=== Tâche ===
Recopiez les lignes à partir de celle qui contient « For the trial run, indicate each instance of the blue metal » jusqu'à celle qui contient « x=227 y=183 » incluse, en remplaçant « blue metal post » par « blue steel pole » et en laissant tout le reste intact.
::: Données fournies :::
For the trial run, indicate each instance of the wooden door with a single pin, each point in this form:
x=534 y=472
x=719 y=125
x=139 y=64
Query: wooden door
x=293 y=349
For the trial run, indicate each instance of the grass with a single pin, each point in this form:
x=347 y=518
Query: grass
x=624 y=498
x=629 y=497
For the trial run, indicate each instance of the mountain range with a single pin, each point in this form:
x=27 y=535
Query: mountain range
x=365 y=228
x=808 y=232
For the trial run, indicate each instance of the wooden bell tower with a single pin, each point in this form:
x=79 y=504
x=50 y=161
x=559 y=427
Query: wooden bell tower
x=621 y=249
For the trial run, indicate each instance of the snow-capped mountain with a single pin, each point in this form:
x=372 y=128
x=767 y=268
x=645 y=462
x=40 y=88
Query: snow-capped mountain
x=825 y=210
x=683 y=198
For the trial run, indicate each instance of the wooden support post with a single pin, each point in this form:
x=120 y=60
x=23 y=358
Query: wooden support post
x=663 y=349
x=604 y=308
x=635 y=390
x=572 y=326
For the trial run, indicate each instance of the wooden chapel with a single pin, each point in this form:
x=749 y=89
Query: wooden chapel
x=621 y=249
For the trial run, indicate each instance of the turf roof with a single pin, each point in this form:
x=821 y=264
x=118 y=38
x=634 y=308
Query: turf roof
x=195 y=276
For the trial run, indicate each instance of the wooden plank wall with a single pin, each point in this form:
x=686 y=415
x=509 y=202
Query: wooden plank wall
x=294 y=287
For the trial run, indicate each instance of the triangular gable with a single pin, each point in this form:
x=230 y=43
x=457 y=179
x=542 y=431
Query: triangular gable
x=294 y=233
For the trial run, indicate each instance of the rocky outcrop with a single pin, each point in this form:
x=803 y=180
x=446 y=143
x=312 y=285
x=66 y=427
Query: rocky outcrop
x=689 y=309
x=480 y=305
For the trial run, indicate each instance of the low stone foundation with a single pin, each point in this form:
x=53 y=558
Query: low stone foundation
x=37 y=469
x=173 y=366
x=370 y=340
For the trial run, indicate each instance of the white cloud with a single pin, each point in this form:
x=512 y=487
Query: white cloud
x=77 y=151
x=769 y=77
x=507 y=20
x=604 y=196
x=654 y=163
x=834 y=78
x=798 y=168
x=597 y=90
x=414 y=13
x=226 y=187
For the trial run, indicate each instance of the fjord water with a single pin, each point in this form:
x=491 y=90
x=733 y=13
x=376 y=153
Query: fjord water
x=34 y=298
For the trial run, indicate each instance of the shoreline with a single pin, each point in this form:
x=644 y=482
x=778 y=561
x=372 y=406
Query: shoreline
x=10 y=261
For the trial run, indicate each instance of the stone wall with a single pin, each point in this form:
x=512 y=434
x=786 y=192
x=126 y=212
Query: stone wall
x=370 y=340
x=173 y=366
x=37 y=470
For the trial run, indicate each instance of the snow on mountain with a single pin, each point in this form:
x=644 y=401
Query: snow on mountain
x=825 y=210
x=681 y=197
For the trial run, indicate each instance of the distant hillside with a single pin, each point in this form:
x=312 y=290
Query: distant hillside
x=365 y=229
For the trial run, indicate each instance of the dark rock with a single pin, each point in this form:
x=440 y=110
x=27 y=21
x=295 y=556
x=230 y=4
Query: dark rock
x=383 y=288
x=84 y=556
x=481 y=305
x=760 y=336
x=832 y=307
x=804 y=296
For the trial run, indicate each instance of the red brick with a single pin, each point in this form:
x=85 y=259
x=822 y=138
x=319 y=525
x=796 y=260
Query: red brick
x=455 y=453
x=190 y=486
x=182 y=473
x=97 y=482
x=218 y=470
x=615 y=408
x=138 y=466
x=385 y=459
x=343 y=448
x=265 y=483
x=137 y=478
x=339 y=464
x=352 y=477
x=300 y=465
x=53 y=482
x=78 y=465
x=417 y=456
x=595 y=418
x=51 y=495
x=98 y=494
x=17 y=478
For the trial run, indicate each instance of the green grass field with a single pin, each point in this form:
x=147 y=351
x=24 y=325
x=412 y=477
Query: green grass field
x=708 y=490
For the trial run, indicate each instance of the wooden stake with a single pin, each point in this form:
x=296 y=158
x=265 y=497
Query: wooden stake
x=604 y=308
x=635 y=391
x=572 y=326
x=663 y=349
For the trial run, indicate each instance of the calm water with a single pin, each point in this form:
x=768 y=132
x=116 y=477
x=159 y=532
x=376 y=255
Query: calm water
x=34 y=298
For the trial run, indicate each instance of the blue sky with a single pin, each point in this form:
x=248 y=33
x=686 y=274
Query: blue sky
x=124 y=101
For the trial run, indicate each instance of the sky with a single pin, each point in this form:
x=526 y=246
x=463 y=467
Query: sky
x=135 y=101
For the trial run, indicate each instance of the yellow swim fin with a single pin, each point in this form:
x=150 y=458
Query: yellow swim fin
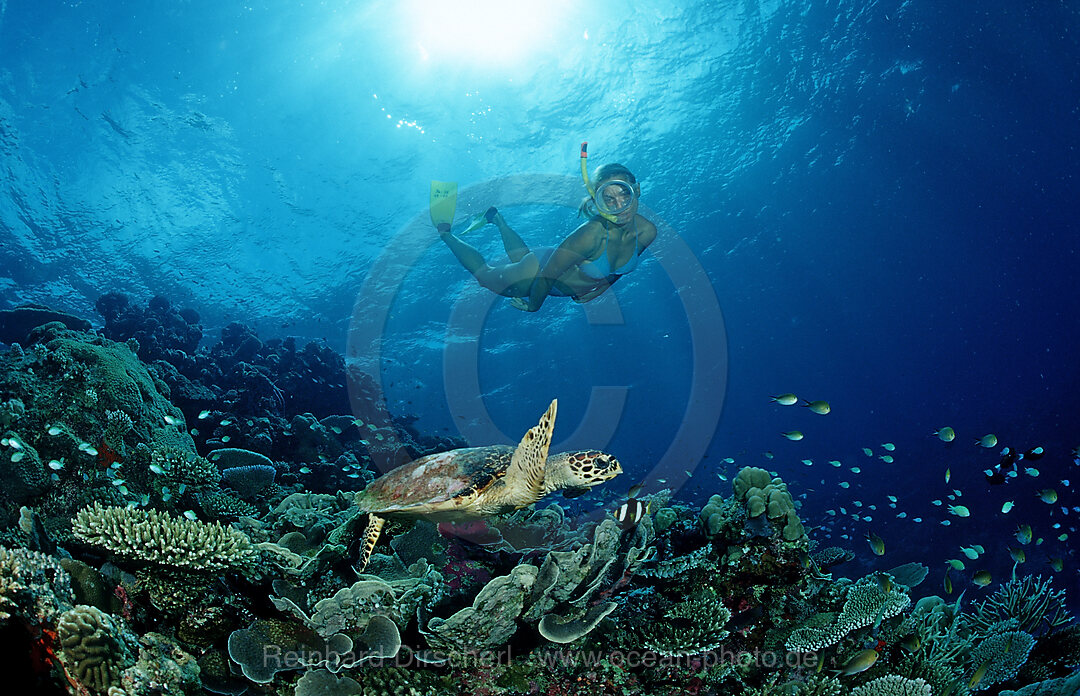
x=443 y=202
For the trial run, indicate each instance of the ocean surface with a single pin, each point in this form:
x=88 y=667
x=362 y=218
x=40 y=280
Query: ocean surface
x=871 y=203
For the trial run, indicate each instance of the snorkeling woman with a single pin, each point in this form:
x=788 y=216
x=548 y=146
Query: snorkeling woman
x=601 y=251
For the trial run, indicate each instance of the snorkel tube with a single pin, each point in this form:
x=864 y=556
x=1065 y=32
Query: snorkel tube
x=589 y=184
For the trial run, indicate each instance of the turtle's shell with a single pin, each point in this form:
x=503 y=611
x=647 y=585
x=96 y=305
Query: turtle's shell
x=436 y=479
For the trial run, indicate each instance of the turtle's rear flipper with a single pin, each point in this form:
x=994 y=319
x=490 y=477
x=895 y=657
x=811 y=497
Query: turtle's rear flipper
x=370 y=536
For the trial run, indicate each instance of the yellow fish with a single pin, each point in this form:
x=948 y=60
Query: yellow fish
x=820 y=407
x=859 y=663
x=877 y=544
x=977 y=677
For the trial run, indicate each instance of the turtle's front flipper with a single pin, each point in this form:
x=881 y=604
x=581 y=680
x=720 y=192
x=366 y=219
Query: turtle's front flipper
x=527 y=466
x=370 y=536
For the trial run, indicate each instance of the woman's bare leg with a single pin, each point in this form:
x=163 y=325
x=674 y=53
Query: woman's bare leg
x=509 y=280
x=515 y=246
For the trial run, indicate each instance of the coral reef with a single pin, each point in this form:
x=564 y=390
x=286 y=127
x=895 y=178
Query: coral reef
x=94 y=651
x=152 y=537
x=1029 y=600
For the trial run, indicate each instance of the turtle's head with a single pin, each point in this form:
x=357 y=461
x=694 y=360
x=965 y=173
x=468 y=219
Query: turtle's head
x=578 y=471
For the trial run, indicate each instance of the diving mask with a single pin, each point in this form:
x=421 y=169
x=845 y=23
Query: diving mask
x=615 y=197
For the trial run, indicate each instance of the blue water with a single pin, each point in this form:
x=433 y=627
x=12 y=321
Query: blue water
x=873 y=203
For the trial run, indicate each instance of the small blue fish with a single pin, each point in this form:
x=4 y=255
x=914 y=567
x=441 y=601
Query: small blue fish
x=630 y=513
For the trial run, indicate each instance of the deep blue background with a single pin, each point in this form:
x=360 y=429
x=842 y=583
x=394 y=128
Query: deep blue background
x=882 y=195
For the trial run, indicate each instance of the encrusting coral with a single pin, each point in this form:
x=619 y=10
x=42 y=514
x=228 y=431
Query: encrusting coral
x=32 y=586
x=94 y=651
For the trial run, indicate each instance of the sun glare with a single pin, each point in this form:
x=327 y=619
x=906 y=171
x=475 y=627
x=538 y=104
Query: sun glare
x=493 y=32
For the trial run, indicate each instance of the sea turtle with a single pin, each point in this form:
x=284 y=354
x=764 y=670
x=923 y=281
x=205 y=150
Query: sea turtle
x=478 y=482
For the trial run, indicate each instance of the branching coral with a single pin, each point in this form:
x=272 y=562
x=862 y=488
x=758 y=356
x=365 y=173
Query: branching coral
x=893 y=685
x=999 y=655
x=1029 y=600
x=693 y=626
x=94 y=651
x=867 y=603
x=154 y=537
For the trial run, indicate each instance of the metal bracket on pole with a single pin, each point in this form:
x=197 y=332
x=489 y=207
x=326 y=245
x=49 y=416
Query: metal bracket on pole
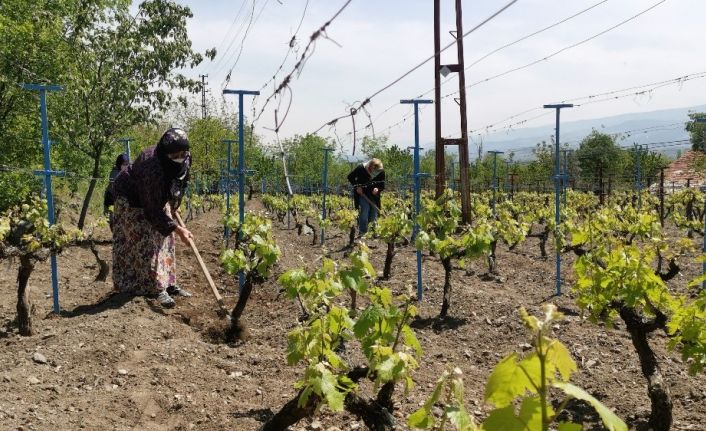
x=703 y=189
x=47 y=172
x=417 y=185
x=325 y=187
x=495 y=178
x=227 y=185
x=557 y=189
x=126 y=145
x=241 y=160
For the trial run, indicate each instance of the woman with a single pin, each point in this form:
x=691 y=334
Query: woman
x=368 y=181
x=121 y=164
x=146 y=194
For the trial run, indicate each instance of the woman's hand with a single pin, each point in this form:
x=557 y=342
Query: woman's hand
x=184 y=234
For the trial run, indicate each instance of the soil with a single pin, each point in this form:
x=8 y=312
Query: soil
x=117 y=362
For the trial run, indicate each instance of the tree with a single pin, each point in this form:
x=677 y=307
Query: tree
x=123 y=72
x=36 y=49
x=697 y=131
x=598 y=157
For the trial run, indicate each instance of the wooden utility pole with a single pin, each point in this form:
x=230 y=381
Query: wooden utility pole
x=203 y=95
x=661 y=196
x=461 y=142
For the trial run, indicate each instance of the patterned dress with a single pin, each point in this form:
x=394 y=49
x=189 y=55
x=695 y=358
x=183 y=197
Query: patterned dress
x=144 y=261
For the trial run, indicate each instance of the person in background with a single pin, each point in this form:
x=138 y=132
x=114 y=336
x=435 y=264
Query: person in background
x=368 y=181
x=146 y=196
x=121 y=164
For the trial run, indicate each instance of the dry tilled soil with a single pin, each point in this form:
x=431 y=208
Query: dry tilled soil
x=123 y=363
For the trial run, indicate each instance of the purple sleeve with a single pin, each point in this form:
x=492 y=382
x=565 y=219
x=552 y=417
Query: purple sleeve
x=153 y=196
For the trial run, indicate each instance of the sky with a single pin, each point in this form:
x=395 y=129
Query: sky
x=374 y=42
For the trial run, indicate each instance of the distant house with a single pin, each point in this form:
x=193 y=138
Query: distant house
x=680 y=174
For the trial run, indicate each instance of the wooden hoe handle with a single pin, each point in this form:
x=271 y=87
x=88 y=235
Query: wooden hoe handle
x=218 y=296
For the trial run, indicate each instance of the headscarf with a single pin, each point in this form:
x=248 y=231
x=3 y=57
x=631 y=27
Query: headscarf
x=173 y=141
x=120 y=160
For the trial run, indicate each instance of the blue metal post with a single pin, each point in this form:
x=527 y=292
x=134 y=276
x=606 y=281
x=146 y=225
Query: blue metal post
x=566 y=176
x=495 y=177
x=126 y=145
x=417 y=185
x=703 y=189
x=638 y=175
x=557 y=189
x=325 y=181
x=241 y=159
x=47 y=172
x=227 y=183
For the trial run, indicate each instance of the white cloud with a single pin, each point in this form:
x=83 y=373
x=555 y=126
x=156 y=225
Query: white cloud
x=381 y=40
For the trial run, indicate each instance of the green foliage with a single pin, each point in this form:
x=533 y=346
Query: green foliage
x=438 y=222
x=697 y=131
x=393 y=226
x=255 y=252
x=616 y=272
x=598 y=152
x=523 y=381
x=25 y=230
x=388 y=343
x=450 y=387
x=16 y=187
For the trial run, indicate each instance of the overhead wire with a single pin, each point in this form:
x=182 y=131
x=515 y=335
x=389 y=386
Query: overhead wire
x=235 y=37
x=590 y=99
x=555 y=53
x=633 y=17
x=414 y=68
x=299 y=66
x=251 y=23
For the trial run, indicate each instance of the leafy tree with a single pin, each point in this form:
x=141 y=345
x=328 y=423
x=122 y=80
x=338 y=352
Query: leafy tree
x=123 y=72
x=697 y=131
x=36 y=49
x=598 y=154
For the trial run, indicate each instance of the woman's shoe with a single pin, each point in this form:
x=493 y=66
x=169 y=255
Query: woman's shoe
x=178 y=291
x=165 y=300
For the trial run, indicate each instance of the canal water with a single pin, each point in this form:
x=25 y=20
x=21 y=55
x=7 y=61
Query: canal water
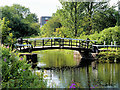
x=67 y=74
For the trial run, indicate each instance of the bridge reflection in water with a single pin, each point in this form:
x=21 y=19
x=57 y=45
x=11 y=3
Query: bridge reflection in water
x=35 y=44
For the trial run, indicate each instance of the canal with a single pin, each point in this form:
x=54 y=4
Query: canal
x=66 y=72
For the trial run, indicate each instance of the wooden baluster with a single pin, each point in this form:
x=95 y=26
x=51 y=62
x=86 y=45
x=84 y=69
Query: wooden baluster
x=76 y=43
x=71 y=43
x=54 y=42
x=63 y=42
x=34 y=43
x=43 y=42
x=79 y=43
x=51 y=42
x=59 y=42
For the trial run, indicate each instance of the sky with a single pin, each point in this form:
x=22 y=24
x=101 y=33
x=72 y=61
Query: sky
x=40 y=7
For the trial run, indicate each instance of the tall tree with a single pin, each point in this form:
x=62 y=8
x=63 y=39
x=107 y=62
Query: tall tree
x=82 y=17
x=22 y=21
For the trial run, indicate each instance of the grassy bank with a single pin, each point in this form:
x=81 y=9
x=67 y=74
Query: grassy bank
x=109 y=56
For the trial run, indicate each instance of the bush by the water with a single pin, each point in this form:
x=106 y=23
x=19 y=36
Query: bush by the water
x=17 y=73
x=109 y=56
x=109 y=35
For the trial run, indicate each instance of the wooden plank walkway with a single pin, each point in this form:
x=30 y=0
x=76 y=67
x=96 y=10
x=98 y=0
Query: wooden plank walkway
x=54 y=43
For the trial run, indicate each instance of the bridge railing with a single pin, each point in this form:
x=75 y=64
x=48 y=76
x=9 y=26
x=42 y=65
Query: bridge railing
x=56 y=41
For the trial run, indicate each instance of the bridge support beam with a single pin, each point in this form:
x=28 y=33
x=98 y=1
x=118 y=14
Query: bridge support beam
x=31 y=58
x=86 y=55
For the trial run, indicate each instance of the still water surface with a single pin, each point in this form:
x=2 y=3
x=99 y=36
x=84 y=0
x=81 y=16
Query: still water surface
x=92 y=75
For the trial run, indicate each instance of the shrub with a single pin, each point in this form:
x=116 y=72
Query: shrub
x=16 y=72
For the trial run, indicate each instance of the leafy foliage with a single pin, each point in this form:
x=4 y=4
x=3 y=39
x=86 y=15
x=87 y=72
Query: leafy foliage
x=81 y=18
x=21 y=21
x=108 y=35
x=16 y=72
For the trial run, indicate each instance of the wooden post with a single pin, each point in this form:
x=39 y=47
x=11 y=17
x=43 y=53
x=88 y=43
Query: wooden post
x=87 y=43
x=59 y=42
x=21 y=41
x=43 y=42
x=34 y=43
x=79 y=43
x=69 y=42
x=54 y=42
x=51 y=42
x=76 y=43
x=63 y=42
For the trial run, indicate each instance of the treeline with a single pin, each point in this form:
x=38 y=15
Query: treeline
x=18 y=21
x=82 y=19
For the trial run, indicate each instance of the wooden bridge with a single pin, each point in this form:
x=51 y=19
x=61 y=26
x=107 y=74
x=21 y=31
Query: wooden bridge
x=34 y=44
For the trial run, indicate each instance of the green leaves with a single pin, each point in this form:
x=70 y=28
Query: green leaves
x=21 y=21
x=16 y=72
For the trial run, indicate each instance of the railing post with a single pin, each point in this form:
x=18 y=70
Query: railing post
x=54 y=42
x=76 y=43
x=43 y=42
x=51 y=42
x=63 y=42
x=34 y=43
x=79 y=43
x=21 y=41
x=71 y=43
x=87 y=42
x=59 y=42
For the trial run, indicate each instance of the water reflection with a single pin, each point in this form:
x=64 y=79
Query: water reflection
x=87 y=75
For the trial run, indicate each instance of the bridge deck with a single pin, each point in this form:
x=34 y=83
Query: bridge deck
x=54 y=43
x=26 y=49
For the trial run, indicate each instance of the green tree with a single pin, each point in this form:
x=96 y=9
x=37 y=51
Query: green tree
x=4 y=29
x=21 y=21
x=86 y=17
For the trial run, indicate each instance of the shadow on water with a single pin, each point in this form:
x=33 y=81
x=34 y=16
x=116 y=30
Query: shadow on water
x=83 y=73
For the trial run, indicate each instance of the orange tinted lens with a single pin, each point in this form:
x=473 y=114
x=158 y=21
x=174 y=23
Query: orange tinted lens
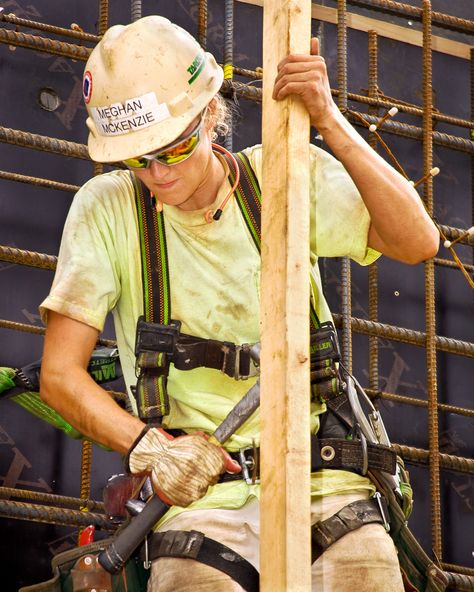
:::
=== Réponse détaillée ===
For the trial run, indicate each instance of the blue steel pole with a single pin, each point in this form:
x=527 y=292
x=134 y=276
x=606 y=281
x=146 y=225
Query: blue steel pole
x=566 y=176
x=495 y=177
x=126 y=145
x=417 y=185
x=703 y=189
x=638 y=175
x=557 y=189
x=325 y=181
x=241 y=159
x=47 y=172
x=227 y=183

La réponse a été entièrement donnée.